Goal: Copy the following material verbatim, reproducing every line without any change.
--- begin Data records ---
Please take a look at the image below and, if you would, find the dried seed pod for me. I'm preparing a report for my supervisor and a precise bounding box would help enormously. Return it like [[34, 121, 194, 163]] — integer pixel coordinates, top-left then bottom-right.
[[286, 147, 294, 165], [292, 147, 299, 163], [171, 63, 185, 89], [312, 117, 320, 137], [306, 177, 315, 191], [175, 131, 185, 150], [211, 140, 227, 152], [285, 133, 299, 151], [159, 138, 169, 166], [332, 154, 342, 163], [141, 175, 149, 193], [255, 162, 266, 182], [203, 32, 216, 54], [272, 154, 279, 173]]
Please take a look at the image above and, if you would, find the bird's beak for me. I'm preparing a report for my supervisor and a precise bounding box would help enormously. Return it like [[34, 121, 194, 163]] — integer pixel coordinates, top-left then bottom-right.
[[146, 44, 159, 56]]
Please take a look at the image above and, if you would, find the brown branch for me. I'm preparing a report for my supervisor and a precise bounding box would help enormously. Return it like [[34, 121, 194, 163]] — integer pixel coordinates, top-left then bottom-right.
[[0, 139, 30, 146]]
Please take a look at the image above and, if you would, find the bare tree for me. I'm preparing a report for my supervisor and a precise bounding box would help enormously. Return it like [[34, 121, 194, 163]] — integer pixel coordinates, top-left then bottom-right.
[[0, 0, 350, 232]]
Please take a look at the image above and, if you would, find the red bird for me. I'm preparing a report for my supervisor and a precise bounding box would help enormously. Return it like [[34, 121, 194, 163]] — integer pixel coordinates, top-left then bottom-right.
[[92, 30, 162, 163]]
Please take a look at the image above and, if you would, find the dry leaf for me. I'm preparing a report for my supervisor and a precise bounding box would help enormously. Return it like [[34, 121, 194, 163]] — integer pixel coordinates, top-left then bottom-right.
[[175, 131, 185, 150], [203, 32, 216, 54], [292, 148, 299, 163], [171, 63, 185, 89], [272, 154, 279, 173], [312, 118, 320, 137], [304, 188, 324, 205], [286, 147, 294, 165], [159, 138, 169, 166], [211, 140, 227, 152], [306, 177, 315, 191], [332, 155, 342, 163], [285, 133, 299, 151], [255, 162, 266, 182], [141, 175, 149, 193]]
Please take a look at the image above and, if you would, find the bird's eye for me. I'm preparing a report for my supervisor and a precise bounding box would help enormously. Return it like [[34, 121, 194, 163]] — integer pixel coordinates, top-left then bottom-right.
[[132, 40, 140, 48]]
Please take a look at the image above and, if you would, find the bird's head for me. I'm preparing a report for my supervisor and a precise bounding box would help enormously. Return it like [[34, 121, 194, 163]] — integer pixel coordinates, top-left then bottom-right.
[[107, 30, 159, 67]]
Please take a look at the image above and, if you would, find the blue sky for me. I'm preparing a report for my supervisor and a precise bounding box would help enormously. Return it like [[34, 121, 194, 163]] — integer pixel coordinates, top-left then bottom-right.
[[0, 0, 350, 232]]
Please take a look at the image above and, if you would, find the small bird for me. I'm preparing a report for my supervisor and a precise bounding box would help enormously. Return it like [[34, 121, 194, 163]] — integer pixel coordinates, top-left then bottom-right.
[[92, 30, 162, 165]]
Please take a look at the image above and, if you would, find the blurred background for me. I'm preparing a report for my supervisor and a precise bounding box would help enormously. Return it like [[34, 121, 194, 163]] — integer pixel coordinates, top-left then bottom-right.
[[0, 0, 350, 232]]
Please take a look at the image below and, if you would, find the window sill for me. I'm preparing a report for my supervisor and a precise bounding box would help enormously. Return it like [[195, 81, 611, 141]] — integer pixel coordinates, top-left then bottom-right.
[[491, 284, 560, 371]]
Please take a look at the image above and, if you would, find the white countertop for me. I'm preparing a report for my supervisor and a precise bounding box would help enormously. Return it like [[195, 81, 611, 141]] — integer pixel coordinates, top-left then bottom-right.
--- end Data records ---
Complete response:
Please take a look at the image below and, if you would, find the dried seed pod for me. I'm preparing a report for my supervisor and a precise bounding box would help enormously. Return it like [[34, 121, 194, 163]] — integer pixel coordinates, top-left then bottom-right.
[[286, 147, 294, 165], [292, 147, 299, 163], [171, 63, 185, 89], [312, 117, 320, 137], [306, 177, 315, 191], [175, 131, 185, 150], [211, 140, 227, 152], [285, 133, 299, 151], [159, 138, 169, 166], [332, 154, 342, 163], [141, 175, 149, 193], [255, 162, 266, 182], [203, 32, 216, 54], [272, 154, 279, 173]]
Please take a look at the image above and, if you would, find the bird's beak for me. I'm preparing a report for my supervisor and a precise bounding box would help enormously. Return it like [[34, 121, 194, 163]] — integer pixel coordinates, top-left then bottom-right.
[[146, 44, 159, 56]]
Please take a look at the image above and, if you would, find the brown branch for me. I'm preparing a report for my supervisor and a precise bounding box would help enormously. Return it like [[34, 121, 194, 163]] — integer pixel coordinates, top-left then bottom-right.
[[0, 139, 30, 146]]
Please take a look at the image above and, if you would, find the bare tree for me. I'm preparing a report for my supervisor and a precise bounding box would help enormously. Return it like [[34, 121, 194, 163]] — integer pixel coordinates, top-left then bottom-right.
[[0, 0, 350, 232]]
Please take a look at the image above and, if you would, find the red bird for me. I'm preparing a report for my supervisor and a precise bounding box would help enormously. Return it like [[34, 121, 194, 163]] — integer pixel coordinates, top-left then bottom-right.
[[92, 30, 162, 163]]
Please take a look at the image above and, if you would, find the dry leaf for me. I'm preparing a report for my supervisor and a precise bounding box would help enormously. Return it like [[34, 121, 194, 163]] — integer pixel coordinates, top-left then bottom-right.
[[175, 131, 185, 150], [203, 32, 216, 54], [292, 148, 299, 163], [171, 63, 185, 89], [272, 154, 279, 173], [312, 118, 320, 137], [304, 188, 324, 205], [286, 147, 294, 165], [159, 138, 169, 166], [211, 140, 227, 152], [306, 177, 315, 191], [332, 155, 342, 163], [285, 133, 299, 151], [255, 162, 266, 182], [141, 175, 149, 193]]
Please take a look at the image above and, if you would, find the bird's eye for me. I'm preparing a report for my supervisor and a precise bounding box would help enormously. Return it like [[34, 121, 194, 163]] — integer pixel coordinates, top-left then bottom-right.
[[132, 40, 140, 48]]
Please take a look at the image above and, if you would, find the bird's head for me. I'm preparing a report for my supervisor and a precise bounding box would help enormously. Return it like [[34, 121, 194, 163]] — integer pixel coordinates, top-left then bottom-right.
[[107, 30, 159, 67]]
Please take a look at the image above and, if you would, find the blue sky for me. I'm preparing a report for my supervisor and a precise bounding box would help enormously. Return it like [[34, 121, 194, 163]] — integer pixel coordinates, top-left then bottom-right.
[[0, 0, 350, 232]]
Please take a look at the image above and, if you would, find the small bird for me. I'm preparing a report for my supervisor and a precise bounding box would help enormously. Return it like [[34, 121, 194, 163]] — integer pixel coordinates, top-left then bottom-right.
[[92, 30, 162, 165]]
Please take a look at the image above and, if you would, find the blurred background for me. I'm preparing a report for my supervisor and a precise bounding box would help enormously. Return it like [[34, 121, 194, 163]] — integer pixel coordinates, top-left then bottom-right.
[[0, 0, 350, 232]]
Please take a look at the image below and, if you would, find the window sill for me. I'm preparing a report for my supervisor and a precise bounding box would help enormously. Return it like [[195, 81, 611, 141]] — integer pixel coordinates, top-left then bottom-right.
[[491, 284, 560, 371]]
Please take a look at the image above and, if you would, find the white countertop for me. I'm preparing a report for my supervisor and a precise bounding box would help enormously. Return it like [[195, 81, 611, 141]] — integer pixel coordinates, top-left then bottom-right.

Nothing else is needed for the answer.